Task data ▸

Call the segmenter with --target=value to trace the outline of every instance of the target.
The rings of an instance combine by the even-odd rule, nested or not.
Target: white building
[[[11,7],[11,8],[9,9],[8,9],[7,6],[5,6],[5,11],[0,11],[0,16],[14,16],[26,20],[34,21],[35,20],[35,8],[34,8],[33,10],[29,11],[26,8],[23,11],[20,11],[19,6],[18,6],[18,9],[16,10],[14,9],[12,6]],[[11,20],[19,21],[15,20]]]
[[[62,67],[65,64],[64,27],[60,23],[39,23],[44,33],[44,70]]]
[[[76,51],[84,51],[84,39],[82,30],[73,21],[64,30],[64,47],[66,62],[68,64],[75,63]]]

Directions ▸
Set down every line above again, character for character.

Task response ▸
Call the segmenter with --target=value to trace the outline of every instance of the target.
The rings of an instance combine by the even-odd rule, nested or not.
Target: white building
[[[11,7],[11,8],[9,9],[8,9],[7,6],[5,6],[5,11],[0,11],[0,16],[14,16],[26,20],[34,21],[35,20],[35,8],[34,8],[33,10],[29,11],[26,8],[23,11],[20,11],[19,6],[18,6],[18,9],[16,10],[14,9],[12,6]],[[11,20],[19,21],[15,20]]]
[[[62,67],[65,64],[64,27],[60,23],[39,23],[44,33],[44,70]]]
[[[76,51],[84,51],[84,39],[82,30],[73,21],[64,30],[64,47],[66,62],[68,64],[75,63]]]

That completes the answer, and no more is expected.